Source data
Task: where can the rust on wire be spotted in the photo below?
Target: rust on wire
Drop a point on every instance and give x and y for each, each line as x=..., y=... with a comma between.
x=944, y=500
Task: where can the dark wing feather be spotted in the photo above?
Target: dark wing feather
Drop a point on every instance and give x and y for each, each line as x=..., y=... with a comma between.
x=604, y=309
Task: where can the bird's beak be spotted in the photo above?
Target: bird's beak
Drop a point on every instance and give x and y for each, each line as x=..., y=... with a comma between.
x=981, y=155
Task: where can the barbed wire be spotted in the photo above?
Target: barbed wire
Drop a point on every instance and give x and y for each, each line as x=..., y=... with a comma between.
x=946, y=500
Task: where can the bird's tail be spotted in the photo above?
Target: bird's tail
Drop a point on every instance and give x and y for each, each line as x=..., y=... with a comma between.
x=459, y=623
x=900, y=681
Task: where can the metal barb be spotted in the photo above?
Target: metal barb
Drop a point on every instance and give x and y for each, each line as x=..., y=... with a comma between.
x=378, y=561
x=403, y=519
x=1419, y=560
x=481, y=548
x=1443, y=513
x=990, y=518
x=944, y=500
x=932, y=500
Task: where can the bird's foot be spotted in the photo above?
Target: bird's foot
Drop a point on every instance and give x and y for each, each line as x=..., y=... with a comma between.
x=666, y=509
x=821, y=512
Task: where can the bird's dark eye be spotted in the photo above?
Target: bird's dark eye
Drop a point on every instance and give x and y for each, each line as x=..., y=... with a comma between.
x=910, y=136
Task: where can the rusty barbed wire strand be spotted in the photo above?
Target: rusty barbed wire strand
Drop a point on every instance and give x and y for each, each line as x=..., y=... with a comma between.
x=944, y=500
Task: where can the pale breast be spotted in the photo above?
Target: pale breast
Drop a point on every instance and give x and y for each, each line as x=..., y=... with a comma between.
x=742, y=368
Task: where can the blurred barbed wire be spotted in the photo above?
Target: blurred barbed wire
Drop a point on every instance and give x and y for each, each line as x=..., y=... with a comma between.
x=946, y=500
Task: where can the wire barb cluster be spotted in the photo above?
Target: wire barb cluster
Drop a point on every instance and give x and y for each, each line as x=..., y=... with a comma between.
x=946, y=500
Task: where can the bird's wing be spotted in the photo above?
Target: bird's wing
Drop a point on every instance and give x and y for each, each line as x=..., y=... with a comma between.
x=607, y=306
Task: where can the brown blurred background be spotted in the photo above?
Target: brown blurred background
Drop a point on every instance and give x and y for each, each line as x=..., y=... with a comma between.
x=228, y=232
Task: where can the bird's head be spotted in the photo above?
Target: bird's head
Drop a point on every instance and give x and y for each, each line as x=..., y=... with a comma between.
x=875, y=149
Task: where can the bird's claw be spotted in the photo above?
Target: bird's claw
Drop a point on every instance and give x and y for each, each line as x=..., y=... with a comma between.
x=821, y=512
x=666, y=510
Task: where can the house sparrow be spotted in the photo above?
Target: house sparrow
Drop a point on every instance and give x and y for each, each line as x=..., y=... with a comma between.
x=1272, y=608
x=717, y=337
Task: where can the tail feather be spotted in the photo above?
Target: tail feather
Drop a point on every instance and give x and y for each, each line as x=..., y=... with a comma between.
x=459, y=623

Exercise requirements: Rewrite the items above as a two-column CSV with the header text,answer and one row per item. Put each item's text and its answer in a single quoted field, with line breaks replaced by spaces.

The solution:
text,answer
"Task: where can the rust on wire be spotted in the photo below? Target: rust on wire Drop a point on every instance and give x and y for each, each line as x=..., y=... with a comma between.","x=944, y=500"
"Task: where can the dark wing feather be spotted in the photo above? Target: dark wing feather Drop a point on every instance and give x and y for each, each line as x=..., y=... with a comma between.","x=604, y=309"
"Task: where can the bird's beak be spotted in the photo above? Target: bird's beak Drop a point on every instance and give x and y for each, each line as x=..., y=... with a comma between.","x=981, y=155"
"Task: where can the barbed wire be spotted in the photo above? Target: barbed wire Drop a point on every instance and give x and y for each, each line as x=..., y=... with a comma between.","x=946, y=500"
"Task: where can the bird's tail be spotted in the photo above? Target: bird's tail Drop a point on every instance and give x and y for each, each line as x=..., y=... with a comma between.","x=459, y=623 x=900, y=681"
"Task: where can the metal barb be spotted in the photo above? Target: metal barb Drop a point on every instance and give x and y for each, each line as x=..., y=... with a comma between.","x=378, y=561 x=403, y=519 x=1419, y=560 x=481, y=548 x=1443, y=513 x=990, y=518 x=944, y=500 x=932, y=500"
"Task: where can the bird's foot be spotted in the photo above? Target: bird's foot Drop a point on every instance and give x and y for each, each line as x=..., y=... with a comma between.","x=666, y=509 x=821, y=512"
"Task: where can the bird's dark eye be spotted in the photo above? Target: bird's dark eye Drop a point on every instance and give x and y for each, each line as x=..., y=... with a comma between.","x=910, y=136"
"Task: where can the rusty barbed wire strand be spotted in the photo above? Target: rusty barbed wire strand Drop a point on every instance and give x and y for each, each line as x=..., y=... with a comma between.","x=944, y=500"
"Task: where can the pale breast be spotted in the photo above? Target: pale breast Drop a point on every instance and give x and y for each, each line as x=..., y=... with a comma between.","x=742, y=368"
"Task: where can the blurred barbed wire be spotted in the photo above? Target: blurred barbed wire Drop a point on every instance and give x and y for each, each line as x=..., y=... with a comma between.","x=946, y=500"
"Task: where can the wire barb cluster be spotted in the photo above? Target: wire barb cluster Drop a point on every instance and give x and y for each, each line as x=..., y=... with a comma between.","x=946, y=500"
"Task: where can the bird's wing be spotted in the photo above? Target: bird's wing Drop a point on every instance and give x and y for each, each line as x=..., y=... with a comma between.","x=607, y=306"
"Task: where can the brown blurred background be spotted in the photo above? Target: brown blurred background Drop a point on every instance and give x and y for each, each line as x=..., y=... with a comma between.","x=228, y=232"
"Task: where can the bird's head be spotted in the photo above? Target: bird's head Drop a point on every instance and give x and y for each, each line as x=..., y=... with a comma between.","x=875, y=149"
"Task: where can the bird's claw be spotted in the photo above? Target: bird's claw Drop a point on every instance and give x and y for each, each line as x=..., y=... with a comma between.","x=821, y=512 x=666, y=510"
"Task: where can the house sparrow be spotted in the photo above? Target: house sparrow Drop a point on every instance and give x and y for each, each line as x=..., y=... with a comma between.","x=1272, y=608 x=717, y=337"
"Task: where can the tail feather be spotted in the photo above? Target: tail feather Drop a point on every instance and give x and y for each, each line as x=..., y=... with a comma between.","x=459, y=623"